- **EXERCISE DATA**:
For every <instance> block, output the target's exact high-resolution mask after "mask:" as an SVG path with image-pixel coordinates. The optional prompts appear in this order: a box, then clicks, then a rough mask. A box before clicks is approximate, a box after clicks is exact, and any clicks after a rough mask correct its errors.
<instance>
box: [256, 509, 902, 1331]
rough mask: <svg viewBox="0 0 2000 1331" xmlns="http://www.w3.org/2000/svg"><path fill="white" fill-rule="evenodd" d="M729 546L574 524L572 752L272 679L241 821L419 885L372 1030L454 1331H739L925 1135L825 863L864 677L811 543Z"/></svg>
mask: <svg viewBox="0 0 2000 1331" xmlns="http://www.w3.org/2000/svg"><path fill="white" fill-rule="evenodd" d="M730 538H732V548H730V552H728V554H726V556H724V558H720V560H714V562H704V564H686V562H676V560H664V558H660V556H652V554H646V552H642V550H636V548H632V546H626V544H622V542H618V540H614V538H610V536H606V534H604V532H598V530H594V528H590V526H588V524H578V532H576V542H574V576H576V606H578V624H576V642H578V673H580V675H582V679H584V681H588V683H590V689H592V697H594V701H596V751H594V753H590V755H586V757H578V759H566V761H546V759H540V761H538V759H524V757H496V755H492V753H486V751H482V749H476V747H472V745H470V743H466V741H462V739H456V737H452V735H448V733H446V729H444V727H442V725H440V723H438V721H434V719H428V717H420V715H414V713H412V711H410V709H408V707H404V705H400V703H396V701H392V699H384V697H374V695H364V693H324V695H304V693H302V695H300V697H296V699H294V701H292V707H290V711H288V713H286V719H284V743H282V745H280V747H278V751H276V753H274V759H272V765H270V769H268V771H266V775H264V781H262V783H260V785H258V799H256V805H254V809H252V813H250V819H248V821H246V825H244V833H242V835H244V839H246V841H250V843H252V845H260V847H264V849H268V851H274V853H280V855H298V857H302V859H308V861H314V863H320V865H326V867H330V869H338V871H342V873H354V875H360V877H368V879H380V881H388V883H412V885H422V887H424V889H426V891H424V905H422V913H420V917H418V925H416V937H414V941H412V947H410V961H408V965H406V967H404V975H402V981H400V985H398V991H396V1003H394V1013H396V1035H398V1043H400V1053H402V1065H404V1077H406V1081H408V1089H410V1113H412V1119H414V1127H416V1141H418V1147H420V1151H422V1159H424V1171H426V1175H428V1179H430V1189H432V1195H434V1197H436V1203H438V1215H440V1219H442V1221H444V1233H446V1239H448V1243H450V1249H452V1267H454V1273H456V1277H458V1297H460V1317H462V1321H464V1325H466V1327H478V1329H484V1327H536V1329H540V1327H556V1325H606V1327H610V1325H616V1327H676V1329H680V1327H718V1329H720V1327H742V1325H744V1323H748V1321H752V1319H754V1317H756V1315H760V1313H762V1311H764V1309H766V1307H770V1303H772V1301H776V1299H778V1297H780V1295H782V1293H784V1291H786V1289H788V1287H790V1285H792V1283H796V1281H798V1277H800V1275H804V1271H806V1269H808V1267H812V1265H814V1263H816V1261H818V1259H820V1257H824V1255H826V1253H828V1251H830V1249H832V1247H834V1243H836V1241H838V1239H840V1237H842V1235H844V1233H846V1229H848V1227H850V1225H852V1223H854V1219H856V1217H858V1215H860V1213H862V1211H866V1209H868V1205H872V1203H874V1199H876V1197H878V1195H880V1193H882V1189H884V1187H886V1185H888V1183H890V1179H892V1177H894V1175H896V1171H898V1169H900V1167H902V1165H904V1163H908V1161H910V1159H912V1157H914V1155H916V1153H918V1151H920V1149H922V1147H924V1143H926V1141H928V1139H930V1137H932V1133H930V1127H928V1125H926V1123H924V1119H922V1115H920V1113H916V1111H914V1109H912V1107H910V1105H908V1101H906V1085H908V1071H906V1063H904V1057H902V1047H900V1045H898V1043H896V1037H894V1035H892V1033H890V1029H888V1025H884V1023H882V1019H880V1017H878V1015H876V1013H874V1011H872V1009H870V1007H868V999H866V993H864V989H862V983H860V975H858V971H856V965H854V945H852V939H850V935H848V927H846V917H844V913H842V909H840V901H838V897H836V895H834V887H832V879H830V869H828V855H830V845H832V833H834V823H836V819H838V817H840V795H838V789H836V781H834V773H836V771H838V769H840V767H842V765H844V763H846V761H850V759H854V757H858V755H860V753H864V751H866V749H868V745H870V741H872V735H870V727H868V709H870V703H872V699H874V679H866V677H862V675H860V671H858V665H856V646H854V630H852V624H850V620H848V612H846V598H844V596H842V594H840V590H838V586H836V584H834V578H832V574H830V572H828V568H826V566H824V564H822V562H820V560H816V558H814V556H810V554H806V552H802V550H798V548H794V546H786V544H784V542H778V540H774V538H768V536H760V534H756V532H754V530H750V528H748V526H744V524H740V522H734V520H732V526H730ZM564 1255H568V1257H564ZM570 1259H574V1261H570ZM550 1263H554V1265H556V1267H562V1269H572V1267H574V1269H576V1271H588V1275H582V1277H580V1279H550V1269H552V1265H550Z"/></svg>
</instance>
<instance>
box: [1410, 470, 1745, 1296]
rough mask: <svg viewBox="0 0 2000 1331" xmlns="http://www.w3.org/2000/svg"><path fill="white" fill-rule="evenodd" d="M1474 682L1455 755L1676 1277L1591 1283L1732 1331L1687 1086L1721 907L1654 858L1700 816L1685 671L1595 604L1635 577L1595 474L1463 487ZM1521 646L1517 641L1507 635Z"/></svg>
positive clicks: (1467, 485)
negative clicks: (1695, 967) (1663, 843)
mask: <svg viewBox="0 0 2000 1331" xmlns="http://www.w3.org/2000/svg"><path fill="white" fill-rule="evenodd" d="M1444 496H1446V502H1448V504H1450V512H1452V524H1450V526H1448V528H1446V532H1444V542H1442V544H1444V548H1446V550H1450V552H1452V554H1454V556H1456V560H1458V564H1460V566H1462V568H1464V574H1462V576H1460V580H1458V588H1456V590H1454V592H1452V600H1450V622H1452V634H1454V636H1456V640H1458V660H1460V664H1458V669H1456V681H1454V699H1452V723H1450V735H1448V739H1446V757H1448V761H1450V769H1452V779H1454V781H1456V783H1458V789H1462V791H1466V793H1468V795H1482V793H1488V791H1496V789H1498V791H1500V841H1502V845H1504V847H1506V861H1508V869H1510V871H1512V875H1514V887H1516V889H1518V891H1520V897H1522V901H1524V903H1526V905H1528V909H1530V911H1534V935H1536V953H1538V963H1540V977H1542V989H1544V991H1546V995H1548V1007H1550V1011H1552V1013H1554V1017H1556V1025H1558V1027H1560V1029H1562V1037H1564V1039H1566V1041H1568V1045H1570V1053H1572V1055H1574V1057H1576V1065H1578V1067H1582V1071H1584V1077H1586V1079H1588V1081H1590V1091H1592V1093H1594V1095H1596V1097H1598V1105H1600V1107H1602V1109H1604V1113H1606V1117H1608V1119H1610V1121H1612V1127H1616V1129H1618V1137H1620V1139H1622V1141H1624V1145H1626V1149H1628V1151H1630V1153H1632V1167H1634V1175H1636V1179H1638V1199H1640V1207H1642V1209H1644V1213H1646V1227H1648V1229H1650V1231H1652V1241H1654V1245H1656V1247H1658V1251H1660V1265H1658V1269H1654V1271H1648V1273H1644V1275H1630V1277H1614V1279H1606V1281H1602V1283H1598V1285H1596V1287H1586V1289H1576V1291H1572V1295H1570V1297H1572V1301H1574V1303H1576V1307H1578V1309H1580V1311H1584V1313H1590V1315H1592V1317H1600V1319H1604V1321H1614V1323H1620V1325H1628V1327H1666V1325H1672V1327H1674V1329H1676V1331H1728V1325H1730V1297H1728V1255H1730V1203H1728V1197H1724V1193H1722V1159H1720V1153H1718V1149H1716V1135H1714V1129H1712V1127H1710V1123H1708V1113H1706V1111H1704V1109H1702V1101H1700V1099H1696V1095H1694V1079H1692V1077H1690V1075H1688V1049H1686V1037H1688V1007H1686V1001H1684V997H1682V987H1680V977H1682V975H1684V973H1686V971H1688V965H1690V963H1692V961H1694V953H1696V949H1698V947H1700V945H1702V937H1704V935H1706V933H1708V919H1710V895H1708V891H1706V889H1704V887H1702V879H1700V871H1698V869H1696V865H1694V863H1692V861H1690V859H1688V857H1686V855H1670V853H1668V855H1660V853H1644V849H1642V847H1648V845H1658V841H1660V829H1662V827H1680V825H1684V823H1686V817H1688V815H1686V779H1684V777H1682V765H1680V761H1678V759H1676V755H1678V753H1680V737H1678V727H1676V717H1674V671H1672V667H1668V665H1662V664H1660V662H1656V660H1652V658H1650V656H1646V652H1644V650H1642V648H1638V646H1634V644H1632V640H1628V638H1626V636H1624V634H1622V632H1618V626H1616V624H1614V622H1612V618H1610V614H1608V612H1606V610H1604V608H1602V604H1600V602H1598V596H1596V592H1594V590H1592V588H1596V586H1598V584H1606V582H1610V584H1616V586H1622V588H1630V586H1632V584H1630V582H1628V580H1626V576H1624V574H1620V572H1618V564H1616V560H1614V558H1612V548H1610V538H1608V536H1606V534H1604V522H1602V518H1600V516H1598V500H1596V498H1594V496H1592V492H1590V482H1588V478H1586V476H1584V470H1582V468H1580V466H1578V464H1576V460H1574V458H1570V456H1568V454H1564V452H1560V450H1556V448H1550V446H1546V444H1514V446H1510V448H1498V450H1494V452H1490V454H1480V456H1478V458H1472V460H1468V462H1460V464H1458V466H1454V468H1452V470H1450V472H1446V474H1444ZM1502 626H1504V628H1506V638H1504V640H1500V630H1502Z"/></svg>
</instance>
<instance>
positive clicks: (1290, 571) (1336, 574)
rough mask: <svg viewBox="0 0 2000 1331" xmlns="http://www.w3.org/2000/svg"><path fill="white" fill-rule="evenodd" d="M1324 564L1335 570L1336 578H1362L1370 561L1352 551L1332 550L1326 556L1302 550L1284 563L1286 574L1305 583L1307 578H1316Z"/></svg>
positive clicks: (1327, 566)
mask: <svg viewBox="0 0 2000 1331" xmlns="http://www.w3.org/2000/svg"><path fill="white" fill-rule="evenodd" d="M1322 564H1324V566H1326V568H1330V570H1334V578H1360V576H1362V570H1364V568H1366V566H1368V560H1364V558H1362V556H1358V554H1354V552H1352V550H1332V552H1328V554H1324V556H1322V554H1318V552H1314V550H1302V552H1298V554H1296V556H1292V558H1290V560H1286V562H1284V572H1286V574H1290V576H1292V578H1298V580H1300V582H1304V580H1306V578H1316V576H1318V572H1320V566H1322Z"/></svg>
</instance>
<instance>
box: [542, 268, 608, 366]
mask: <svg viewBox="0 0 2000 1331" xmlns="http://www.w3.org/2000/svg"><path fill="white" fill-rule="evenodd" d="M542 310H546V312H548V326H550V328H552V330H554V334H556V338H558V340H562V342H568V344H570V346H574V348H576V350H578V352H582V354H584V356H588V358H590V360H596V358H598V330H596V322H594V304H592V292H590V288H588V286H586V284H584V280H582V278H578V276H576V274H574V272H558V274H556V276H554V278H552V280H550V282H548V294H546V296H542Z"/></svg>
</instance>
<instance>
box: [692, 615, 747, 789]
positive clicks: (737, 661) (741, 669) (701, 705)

- **TASK OBJECTIVE**: Copy exactly the lines above, starting at the opening line and finishing at the line in which "box: [256, 509, 902, 1331]" occurs.

- **ANSWER TO THIS TASK**:
For every <instance> block, output the target's exact high-resolution mask after "mask:" as an SVG path with image-pixel coordinates. The optional prompts appear in this order: a box, then clicks, then a rough mask. A box before clicks is approximate, a box after clicks is exact, and any clicks after a rough mask correct its errors.
<instance>
box: [256, 509, 902, 1331]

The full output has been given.